◆ Input ◆
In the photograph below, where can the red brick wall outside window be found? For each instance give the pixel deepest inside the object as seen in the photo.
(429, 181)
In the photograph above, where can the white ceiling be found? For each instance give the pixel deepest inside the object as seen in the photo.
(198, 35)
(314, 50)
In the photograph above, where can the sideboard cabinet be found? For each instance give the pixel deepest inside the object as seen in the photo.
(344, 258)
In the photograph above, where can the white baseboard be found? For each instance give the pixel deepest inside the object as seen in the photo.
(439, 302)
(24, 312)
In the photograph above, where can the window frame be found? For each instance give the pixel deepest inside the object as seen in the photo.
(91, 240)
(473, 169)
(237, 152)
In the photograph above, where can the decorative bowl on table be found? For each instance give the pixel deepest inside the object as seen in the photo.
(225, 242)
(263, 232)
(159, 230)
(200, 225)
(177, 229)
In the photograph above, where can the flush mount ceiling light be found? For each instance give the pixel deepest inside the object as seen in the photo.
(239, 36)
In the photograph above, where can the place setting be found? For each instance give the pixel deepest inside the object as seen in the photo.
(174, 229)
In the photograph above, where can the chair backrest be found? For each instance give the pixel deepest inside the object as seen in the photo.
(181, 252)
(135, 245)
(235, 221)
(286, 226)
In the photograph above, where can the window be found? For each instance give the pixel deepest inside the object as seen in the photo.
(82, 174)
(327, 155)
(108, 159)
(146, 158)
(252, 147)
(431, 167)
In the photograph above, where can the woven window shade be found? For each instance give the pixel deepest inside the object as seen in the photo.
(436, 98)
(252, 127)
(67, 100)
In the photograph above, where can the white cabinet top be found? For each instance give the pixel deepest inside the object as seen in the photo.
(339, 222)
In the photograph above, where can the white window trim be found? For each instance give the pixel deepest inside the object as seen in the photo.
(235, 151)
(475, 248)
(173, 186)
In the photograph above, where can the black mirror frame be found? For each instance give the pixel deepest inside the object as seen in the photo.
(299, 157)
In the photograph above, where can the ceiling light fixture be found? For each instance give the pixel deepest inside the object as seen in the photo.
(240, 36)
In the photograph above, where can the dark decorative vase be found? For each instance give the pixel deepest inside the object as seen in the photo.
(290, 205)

◆ Work to complete ◆
From the first line to the last, return the data above exactly.

◆ Final answer ◆
In the photograph below, where can the red brick wall outside window be found? For each instance give the pixel deepest inside the object as seen in the photo.
(429, 181)
In the photograph above, where can the white ceiling be found? For each instance give the pixel deepest inside the object as seen in the photo.
(198, 35)
(314, 50)
In the photograph above, where can the sideboard cabinet be found? For each instance give the pixel deepest inside the object as seen in the photo.
(344, 258)
In the photograph above, where can the white baseboard be found? For each instance give the pixel deepest inside the object as seen in the photo.
(439, 302)
(24, 312)
In the photograph above, where can the window frame be found? For each instance give the pixel deepest inside the object as seen in the photo.
(91, 240)
(473, 169)
(237, 152)
In the photograph above, where can the decorative bowl on table be found? For each instance give the pixel deepest inside the object as seen in the photo.
(225, 242)
(263, 232)
(159, 230)
(200, 225)
(177, 229)
In the photograph above, where can the flush mount ceiling light be found? For each instance give the pixel deepest inside the object as seen in the photo.
(239, 36)
In the photograph above, where can the place setting be found? For each instance give the pixel deepest inside the object as seen in the photo.
(174, 229)
In the photograph above, where can the chair backrest be found? For each instance give the pixel deepest inside the object as seen in the photo.
(181, 252)
(135, 245)
(235, 221)
(286, 226)
In the photograph above, where can the window be found? For each instance give the pixel deepest inside the object as seen in the photo.
(82, 174)
(327, 155)
(108, 159)
(146, 158)
(252, 147)
(431, 167)
In the photograph above, where can the woven window shade be found? For each instance give the pixel deepest inside the object as seen in the photo.
(436, 98)
(252, 127)
(67, 100)
In the photograph above, where can the white cabinet top be found? For each instance give the pixel deepest inside the object as seen in the photo.
(339, 222)
In the photograph above, where can the white window trim be found? For each instance give the pixel deepest inside the object as seen in the photo.
(235, 151)
(475, 248)
(173, 186)
In the photograph above, where can the black mirror frame be found? For each instance give the pixel deepest inside the object as seen in the photo.
(299, 157)
In the photograph above, where can the ceiling light fixture be found? For each instance give the pixel deepest inside the object as seen in the photo.
(240, 36)
In the photograph above, where can the dark decorative vase be found? For each instance give the pixel deepest inside the object as seen in the photo.
(290, 205)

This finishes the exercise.